---------- EXTRACT PROVIDED

Vaping ad and flavour bans slammed as 'short-sighted', 'knee-jerk'

Health advocates and the vaping industry are calling on the Government to back down on a planned marketing and advertising ban.

The Smokefree Environments and Regulated Products (Vaping) Amendment Bill, which will be introduced to Parliament on Monday, includes a prohibition on advertising vaping products.

But the evidence suggests they're an effective tool to help smokers quit. 

"Vaping is the most disruptive influence on smoking in decades," Associate Health Minister Jenny Salesa says, because they give smokers the nicotine hit they want, without the thousands of toxic chemicals present in traditional cigarettes.

The Government's Health Promotion Agency has recognised this, and backs vaping as a safer replacement, or a stepping stone towards giving up nicotine altogether.

Prime Minister Jacinda Ardern told The AM Show on Monday they don't want anyone who isn't already a smoker to be tempted to start vaping.

"The reason that we've regulated in the way that we have is to try and use it for smoking cessation - but I'd rather no one ever started either."

While this aligns with the Health Promotion Agency's message of "don't start if you don't smoke", Jonathan Devery of the Vaping Trade Association of New Zealand says if smokers don't hear about vaping, they'll never switch.

"If we can't communicate the benefits of our industry, why are people going to put down cigarettes and convert?" he told The AM Show. "It's a knee-jerk reaction to tactics some specific companies have been using."

Deborah Hart.
Deborah Hart. Photo credit: The AM Show

Action on Smoking and Health (ASH) director Deborah Hart said a "mass media campaign" is needed to convince more smokers to switch - and the industry has a part to play in that.

"We think that the total ban on advertising is a very blunt instrument. We should be banning marketing to kids and young people [that vaping is a] 'cool thing'. That needs to be completely outlawed. 

"But people need to know that there's an alternative to smoking and they need to know where to go. If you can't advertise that, then what? It shouldn't be that hard."

ACT Party leader David Seymour has similar concerns.

"The ban on vaping flavours and advertising will kill off the best tool for quitting smoking and will condemn more people to cigarettes for longer," he said on Sunday, after the Government revealed what was in the Bill. 

Flavour restrictions leave bad taste

In an effort to stop kids getting hooked, the Bill will restrict what flavours can be sold where. While specialist R18 stores will be allowed to sell whatever flavours they like - provided they meet safety standards - general retailers like dairies and petrol stations will be restricted to just three relatively mundane tastes - tobacco, menthol and mint.

--------------------

» TASK OBJECTIVE:
Reproduce word for word everything in the vaping article from "Health advocates and" down to "up nicotine altogether.". The data after this point is separate from the article on vaping.

---------- EXERCISE DATA

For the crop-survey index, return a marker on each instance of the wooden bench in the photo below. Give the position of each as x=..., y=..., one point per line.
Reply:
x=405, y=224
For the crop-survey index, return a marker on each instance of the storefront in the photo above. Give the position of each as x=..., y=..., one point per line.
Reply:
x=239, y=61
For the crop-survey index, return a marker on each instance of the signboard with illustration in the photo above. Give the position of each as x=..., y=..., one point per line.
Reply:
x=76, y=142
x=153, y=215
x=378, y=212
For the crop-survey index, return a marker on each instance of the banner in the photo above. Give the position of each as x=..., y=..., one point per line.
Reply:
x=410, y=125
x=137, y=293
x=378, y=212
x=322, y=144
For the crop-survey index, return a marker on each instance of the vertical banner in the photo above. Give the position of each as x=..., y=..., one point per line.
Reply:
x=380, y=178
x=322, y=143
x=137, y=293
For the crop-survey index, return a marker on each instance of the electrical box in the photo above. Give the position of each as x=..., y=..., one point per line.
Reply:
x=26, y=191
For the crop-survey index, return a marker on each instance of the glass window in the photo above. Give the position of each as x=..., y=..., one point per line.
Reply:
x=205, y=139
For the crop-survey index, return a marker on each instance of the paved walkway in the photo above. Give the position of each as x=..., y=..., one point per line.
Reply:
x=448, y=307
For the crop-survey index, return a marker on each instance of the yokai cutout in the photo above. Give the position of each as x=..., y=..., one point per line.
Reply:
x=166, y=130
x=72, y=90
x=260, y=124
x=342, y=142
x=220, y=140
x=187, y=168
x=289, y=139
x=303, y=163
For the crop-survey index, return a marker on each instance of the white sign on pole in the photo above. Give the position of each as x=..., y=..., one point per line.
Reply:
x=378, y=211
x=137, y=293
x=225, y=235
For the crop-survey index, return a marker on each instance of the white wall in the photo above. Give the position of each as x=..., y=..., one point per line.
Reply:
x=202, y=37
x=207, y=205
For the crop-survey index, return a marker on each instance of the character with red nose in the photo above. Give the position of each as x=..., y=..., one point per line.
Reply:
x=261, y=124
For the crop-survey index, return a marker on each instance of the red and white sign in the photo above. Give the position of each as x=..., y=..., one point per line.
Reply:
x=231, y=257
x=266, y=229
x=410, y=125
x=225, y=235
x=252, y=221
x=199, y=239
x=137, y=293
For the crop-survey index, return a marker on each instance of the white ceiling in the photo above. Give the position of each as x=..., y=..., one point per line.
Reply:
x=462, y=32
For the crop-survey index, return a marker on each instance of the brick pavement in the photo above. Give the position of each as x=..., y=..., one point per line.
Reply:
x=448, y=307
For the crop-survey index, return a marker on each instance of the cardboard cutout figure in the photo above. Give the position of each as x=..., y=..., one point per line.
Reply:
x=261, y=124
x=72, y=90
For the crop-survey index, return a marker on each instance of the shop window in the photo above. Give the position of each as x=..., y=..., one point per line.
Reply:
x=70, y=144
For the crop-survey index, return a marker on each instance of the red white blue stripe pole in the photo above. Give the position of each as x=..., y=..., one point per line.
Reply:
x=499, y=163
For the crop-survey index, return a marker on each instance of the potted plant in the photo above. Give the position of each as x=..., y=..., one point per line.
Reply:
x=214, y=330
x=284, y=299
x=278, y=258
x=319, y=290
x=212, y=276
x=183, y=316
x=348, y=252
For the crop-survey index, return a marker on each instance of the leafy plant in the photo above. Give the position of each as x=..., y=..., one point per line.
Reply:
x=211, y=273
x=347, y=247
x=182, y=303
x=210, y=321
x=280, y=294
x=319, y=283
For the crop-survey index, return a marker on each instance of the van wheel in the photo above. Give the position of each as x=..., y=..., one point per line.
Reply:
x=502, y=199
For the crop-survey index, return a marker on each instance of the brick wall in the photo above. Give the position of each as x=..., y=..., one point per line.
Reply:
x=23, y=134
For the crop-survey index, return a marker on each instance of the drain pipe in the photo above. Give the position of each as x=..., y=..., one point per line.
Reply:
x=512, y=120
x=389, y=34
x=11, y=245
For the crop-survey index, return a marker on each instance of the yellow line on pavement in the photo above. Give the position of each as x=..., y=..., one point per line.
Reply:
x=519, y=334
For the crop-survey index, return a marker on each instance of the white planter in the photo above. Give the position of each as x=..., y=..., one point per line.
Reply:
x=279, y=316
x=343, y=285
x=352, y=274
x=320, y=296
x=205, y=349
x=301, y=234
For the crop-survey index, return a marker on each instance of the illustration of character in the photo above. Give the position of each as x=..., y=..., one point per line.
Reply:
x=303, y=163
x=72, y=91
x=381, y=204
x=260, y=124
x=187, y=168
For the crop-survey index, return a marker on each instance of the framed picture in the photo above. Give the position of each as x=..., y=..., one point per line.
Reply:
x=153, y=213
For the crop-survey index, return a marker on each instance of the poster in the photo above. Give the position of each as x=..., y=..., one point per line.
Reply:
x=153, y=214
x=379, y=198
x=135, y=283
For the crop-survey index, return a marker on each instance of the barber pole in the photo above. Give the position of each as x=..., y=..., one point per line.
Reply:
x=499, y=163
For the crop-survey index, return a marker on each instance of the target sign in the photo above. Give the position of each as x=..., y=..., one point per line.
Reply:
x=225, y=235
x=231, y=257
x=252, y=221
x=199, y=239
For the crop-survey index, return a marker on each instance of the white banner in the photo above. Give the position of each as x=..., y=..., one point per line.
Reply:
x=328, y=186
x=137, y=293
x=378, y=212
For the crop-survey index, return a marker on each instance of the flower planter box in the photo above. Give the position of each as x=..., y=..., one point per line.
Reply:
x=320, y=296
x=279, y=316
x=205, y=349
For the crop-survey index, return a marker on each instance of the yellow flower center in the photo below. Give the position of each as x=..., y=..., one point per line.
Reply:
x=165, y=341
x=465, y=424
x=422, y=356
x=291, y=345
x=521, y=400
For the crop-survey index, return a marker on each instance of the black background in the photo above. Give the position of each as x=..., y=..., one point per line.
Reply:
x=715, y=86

--------------------

» RESPONSE BELOW:
Health advocates and the vaping industry are calling on the Government to back down on a planned marketing and advertising ban.

The Smokefree Environments and Regulated Products (Vaping) Amendment Bill, which will be introduced to Parliament on Monday, includes a prohibition on advertising vaping products.

But the evidence suggests they're an effective tool to help smokers quit. 

"Vaping is the most disruptive influence on smoking in decades," Associate Health Minister Jenny Salesa says, because they give smokers the nicotine hit they want, without the thousands of toxic chemicals present in traditional cigarettes.

The Government's Health Promotion Agency has recognised this, and backs vaping as a safer replacement, or a stepping stone towards giving up nicotine altogether.